[Region pointing data]
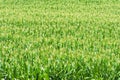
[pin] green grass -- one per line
(60, 39)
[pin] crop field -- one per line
(59, 39)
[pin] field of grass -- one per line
(60, 39)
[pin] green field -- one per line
(60, 39)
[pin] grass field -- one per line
(60, 39)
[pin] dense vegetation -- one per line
(60, 39)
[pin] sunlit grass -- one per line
(60, 40)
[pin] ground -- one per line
(60, 39)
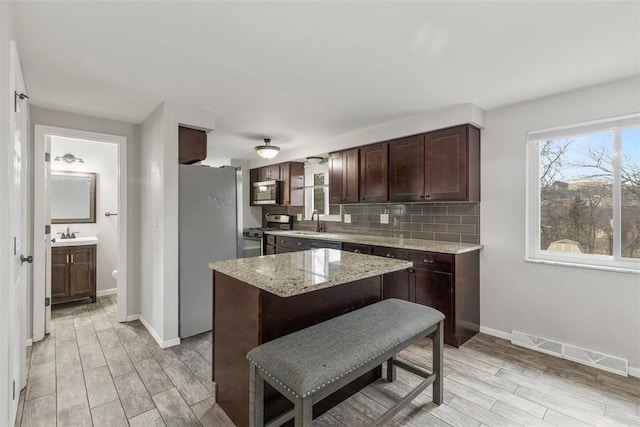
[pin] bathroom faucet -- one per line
(318, 225)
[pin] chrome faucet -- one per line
(319, 226)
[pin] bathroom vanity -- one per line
(73, 269)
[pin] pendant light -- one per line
(267, 151)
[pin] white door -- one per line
(18, 234)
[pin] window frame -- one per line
(309, 171)
(534, 253)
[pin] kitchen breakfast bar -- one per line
(259, 299)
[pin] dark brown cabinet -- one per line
(192, 145)
(374, 180)
(292, 176)
(451, 284)
(397, 284)
(439, 165)
(406, 169)
(343, 176)
(268, 173)
(452, 164)
(73, 273)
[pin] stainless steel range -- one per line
(253, 238)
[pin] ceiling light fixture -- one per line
(314, 160)
(267, 151)
(68, 158)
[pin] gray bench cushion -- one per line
(308, 360)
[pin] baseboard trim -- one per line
(496, 333)
(163, 344)
(105, 292)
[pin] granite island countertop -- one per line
(296, 273)
(389, 242)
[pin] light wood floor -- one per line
(95, 371)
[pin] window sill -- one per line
(627, 270)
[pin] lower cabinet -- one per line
(73, 273)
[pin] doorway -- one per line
(80, 152)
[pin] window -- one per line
(316, 192)
(584, 194)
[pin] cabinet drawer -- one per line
(432, 261)
(293, 243)
(391, 252)
(359, 249)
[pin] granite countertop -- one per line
(296, 273)
(389, 242)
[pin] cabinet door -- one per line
(192, 145)
(435, 289)
(446, 164)
(285, 192)
(397, 284)
(336, 182)
(350, 162)
(81, 271)
(406, 169)
(59, 273)
(374, 184)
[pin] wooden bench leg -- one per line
(256, 395)
(391, 369)
(438, 354)
(304, 412)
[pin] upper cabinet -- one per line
(343, 176)
(192, 145)
(439, 165)
(374, 185)
(269, 173)
(406, 169)
(292, 176)
(452, 164)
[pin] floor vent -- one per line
(602, 361)
(543, 345)
(591, 358)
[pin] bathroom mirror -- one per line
(73, 197)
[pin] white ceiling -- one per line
(300, 72)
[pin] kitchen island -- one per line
(256, 300)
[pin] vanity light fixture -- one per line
(267, 151)
(68, 158)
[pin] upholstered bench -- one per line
(308, 365)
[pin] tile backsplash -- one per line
(451, 222)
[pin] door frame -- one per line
(41, 246)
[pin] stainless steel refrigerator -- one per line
(208, 231)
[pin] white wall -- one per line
(159, 216)
(101, 159)
(598, 310)
(7, 33)
(68, 120)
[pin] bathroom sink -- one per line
(76, 241)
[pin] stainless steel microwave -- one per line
(267, 192)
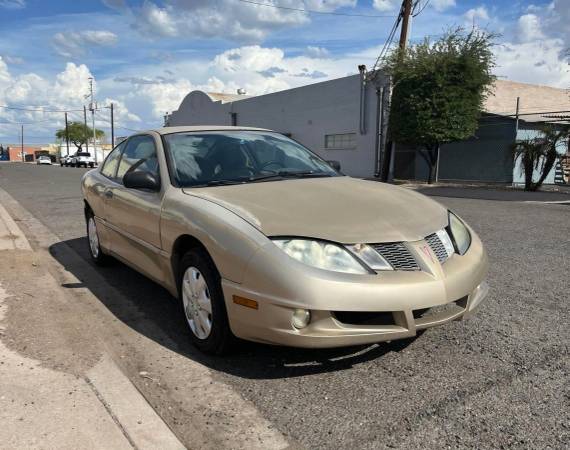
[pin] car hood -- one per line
(339, 209)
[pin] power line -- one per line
(104, 119)
(387, 43)
(38, 110)
(26, 123)
(312, 11)
(414, 14)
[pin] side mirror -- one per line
(335, 165)
(141, 180)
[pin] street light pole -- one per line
(112, 127)
(85, 123)
(66, 134)
(388, 162)
(92, 107)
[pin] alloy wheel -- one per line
(93, 238)
(197, 302)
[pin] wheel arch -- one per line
(182, 245)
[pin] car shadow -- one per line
(150, 310)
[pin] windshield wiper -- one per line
(219, 183)
(290, 174)
(282, 174)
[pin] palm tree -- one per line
(539, 154)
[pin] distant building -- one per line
(346, 119)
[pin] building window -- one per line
(338, 141)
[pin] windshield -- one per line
(226, 157)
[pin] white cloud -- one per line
(12, 4)
(229, 19)
(328, 5)
(115, 4)
(153, 19)
(72, 44)
(254, 58)
(529, 28)
(316, 52)
(386, 5)
(442, 5)
(536, 62)
(12, 59)
(475, 14)
(64, 92)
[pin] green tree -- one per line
(439, 90)
(79, 133)
(538, 154)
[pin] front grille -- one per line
(365, 318)
(397, 255)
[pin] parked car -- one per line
(65, 161)
(82, 159)
(261, 239)
(43, 160)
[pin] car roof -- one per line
(169, 130)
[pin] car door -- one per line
(133, 215)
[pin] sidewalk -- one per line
(63, 407)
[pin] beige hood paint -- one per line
(339, 209)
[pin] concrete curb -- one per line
(112, 393)
(221, 417)
(11, 237)
(140, 424)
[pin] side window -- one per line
(110, 165)
(139, 154)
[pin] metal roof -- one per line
(536, 101)
(182, 129)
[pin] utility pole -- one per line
(92, 108)
(388, 161)
(66, 134)
(85, 123)
(112, 127)
(517, 114)
(407, 6)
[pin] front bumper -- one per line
(398, 304)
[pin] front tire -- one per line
(203, 305)
(95, 250)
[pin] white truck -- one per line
(82, 159)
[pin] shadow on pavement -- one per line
(503, 195)
(152, 311)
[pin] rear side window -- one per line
(110, 165)
(139, 154)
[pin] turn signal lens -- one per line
(301, 318)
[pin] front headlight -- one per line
(324, 255)
(459, 233)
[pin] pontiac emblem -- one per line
(427, 251)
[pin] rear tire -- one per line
(95, 250)
(203, 304)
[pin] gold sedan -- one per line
(263, 240)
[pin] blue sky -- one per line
(146, 55)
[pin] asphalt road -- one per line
(498, 380)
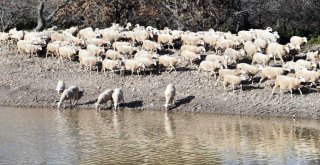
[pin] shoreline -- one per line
(31, 83)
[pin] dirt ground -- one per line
(31, 82)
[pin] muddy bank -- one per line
(31, 83)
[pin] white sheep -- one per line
(72, 94)
(195, 49)
(297, 41)
(286, 82)
(61, 86)
(209, 66)
(150, 46)
(187, 55)
(104, 98)
(169, 94)
(251, 48)
(260, 58)
(117, 97)
(169, 62)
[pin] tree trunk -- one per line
(41, 21)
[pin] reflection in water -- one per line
(153, 137)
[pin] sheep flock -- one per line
(250, 57)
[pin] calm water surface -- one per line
(38, 136)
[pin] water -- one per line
(38, 136)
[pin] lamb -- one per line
(233, 80)
(251, 49)
(194, 49)
(104, 98)
(278, 50)
(307, 64)
(169, 61)
(113, 55)
(108, 64)
(263, 59)
(209, 66)
(190, 56)
(150, 46)
(61, 86)
(67, 52)
(72, 94)
(297, 42)
(169, 94)
(133, 65)
(249, 69)
(285, 82)
(165, 39)
(271, 73)
(117, 97)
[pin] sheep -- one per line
(261, 43)
(146, 54)
(251, 48)
(223, 44)
(308, 76)
(169, 61)
(108, 64)
(117, 97)
(127, 50)
(132, 65)
(95, 50)
(31, 49)
(72, 94)
(223, 72)
(97, 42)
(104, 98)
(278, 50)
(263, 59)
(307, 64)
(52, 48)
(116, 45)
(190, 56)
(113, 55)
(195, 49)
(233, 80)
(209, 66)
(270, 73)
(67, 52)
(297, 42)
(150, 46)
(61, 86)
(249, 69)
(234, 56)
(286, 82)
(90, 62)
(169, 94)
(313, 56)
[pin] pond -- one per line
(48, 136)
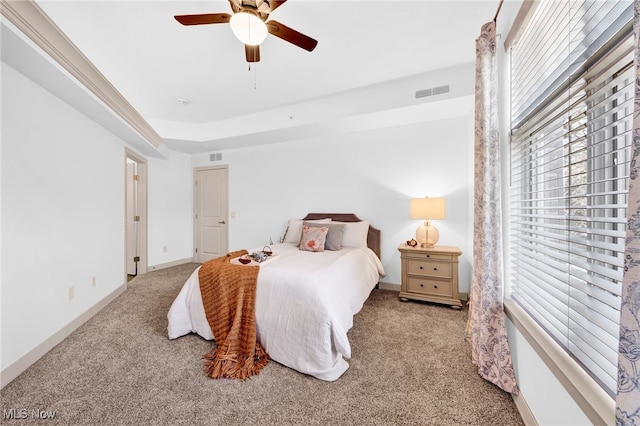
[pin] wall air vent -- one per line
(432, 91)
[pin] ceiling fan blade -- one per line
(252, 53)
(274, 4)
(292, 36)
(206, 18)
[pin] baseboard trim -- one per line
(523, 408)
(170, 264)
(389, 286)
(18, 367)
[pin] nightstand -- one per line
(430, 274)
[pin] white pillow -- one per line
(294, 231)
(355, 233)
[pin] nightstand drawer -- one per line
(431, 269)
(441, 288)
(429, 256)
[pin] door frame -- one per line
(142, 210)
(195, 206)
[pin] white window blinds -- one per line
(572, 109)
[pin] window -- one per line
(572, 87)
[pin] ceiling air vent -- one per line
(438, 90)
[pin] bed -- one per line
(305, 301)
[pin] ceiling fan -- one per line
(249, 23)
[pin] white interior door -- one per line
(131, 222)
(211, 207)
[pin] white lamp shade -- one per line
(427, 208)
(248, 28)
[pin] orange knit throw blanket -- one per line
(229, 298)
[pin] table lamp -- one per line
(427, 209)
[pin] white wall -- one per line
(371, 173)
(170, 204)
(62, 214)
(62, 219)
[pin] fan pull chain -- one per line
(255, 78)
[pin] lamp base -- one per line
(427, 235)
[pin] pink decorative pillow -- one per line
(313, 238)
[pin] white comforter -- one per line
(305, 303)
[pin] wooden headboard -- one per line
(373, 237)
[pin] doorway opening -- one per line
(135, 215)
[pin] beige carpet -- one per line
(409, 366)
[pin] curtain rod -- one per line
(498, 11)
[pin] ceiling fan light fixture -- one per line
(248, 28)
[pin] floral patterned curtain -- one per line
(486, 329)
(628, 396)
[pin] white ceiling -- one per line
(363, 48)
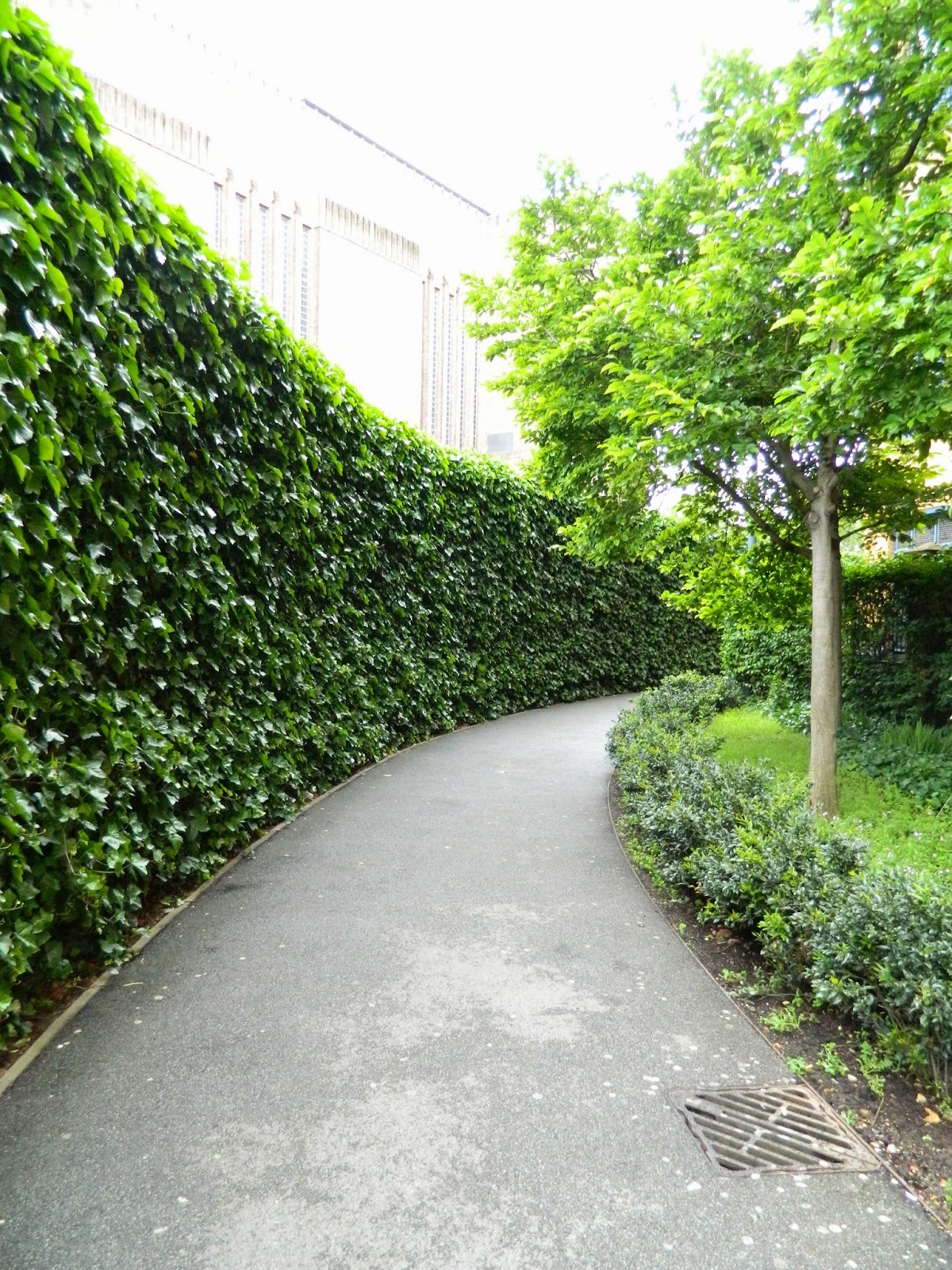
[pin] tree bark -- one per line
(825, 671)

• [INSTRUCTIONS FOR THE TASK]: The line containing "[pin] doorway opening -- one per line" marks the start: set down exactly that line and every line after it through the last line of the data, without any pictures.

• [OUTPUT OF THE EXERCISE]:
[pin] doorway opening -- one per line
(135, 215)
[pin] beige carpet -- one per line
(409, 366)
[pin] curtain rod -- one per line
(498, 11)
[pin] ceiling fan light fixture -- one per line
(248, 28)
[pin] floral patterned curtain -- one per line
(486, 329)
(628, 396)
[pin] white ceiling -- one per line
(363, 48)
[pin] tree bark -- one per line
(825, 671)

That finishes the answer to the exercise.